Passage à examiner:
____________________
Comparaison de différents intervalles d'injection dans la dégénérescence maculaire néovasculaire liée à l'âge

Quel est l’objectif de cette revue ?
L'objectif de cette revue Cochrane était de déterminer si les injections d’anti-facteur de croissance endothéliale vasculaire (anti-vascular endothelial grown factor, anti-VEGF) pour la forme néovasculaire de la dégénérescence maculaire liée à l'âge (DMLA néovasculaire) peuvent être administrées moins fréquemment que tous les mois.

Principaux messages
Cette revue a révélé que les personnes recevant des injections mensuelles avaient une vision légèrement meilleure (une ou deux lettres de plus sur un tableau de test de vision, moins d'une demi ligne de vision) à un an par rapport aux personnes recevant des injections « à la demande » (moyenne : sept injections), mais il n'y avait pas de différence avec un protocole « à la demande » modifié appelé « treat and extend » [traiter et augmenter ou diminuer l'intervalle] (moyenne : neuf injections). Les personnes recevant des injections mensuelles ont reçu davantage d'injections, ce qui augmente le risque d'effets secondaires rares mais graves, tels que des infections.

Qu'étudie cette revue ?
La dégénérescence maculaire néovasculaire liée à l'âge survient chez les personnes âgées et affecte la partie centrale de la vision. Dans le cas de la DMLA néovasculaire, de nouveaux vaisseaux sanguins se développent à l'arrière de l'œil.
____________________
Consigne 1: Reproduisez le passage sur la DMLA néovasculaire compris entre « La dégénérescence maculaire néovasculaire liée à l'âge survient » et « l'arrière de l'œil. », ces deux segments inclus.
Consigne 2: Selon le passage sur la DMLA néovasculaire, combien d'injections en moyenne les personnes suivant le protocole « treat and extend » ont-elles reçues ?
Les données proviennent d'une autre source.

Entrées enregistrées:
____________________
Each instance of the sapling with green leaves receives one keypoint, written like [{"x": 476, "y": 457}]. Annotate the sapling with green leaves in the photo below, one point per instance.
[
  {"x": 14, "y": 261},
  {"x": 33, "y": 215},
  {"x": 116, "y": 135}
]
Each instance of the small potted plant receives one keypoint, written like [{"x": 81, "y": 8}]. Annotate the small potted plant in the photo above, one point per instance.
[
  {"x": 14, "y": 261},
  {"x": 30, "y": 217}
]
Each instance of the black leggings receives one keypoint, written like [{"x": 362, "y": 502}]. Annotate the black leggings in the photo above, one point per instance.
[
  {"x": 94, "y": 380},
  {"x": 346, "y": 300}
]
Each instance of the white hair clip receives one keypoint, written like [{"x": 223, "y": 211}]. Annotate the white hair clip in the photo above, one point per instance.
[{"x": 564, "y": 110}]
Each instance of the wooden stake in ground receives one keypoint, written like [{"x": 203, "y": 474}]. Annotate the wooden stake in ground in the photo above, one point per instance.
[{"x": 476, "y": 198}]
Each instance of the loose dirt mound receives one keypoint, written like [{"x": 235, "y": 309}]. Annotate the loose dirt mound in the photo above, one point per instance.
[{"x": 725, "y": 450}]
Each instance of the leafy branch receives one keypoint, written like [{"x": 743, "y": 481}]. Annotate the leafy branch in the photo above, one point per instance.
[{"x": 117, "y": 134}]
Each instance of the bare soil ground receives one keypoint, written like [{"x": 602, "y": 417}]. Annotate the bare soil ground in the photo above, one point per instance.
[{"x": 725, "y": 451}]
____________________
Réponse rédigée 1:
La dégénérescence maculaire néovasculaire liée à l'âge survient chez les personnes âgées et affecte la partie centrale de la vision. Dans le cas de la DMLA néovasculaire, de nouveaux vaisseaux sanguins se développent à l'arrière de l'œil.

Réponse rédigée 2: Neuf injections en moyenne.